Records from a data source —
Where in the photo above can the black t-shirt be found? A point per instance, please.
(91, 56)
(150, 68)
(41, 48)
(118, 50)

INSTRUCTIONS FOR THE TASK — Each entry above should be restated exactly as supplied.

RESULT —
Where in the photo above can the black t-shirt be found? A point per instance, please.
(91, 56)
(150, 68)
(41, 48)
(118, 50)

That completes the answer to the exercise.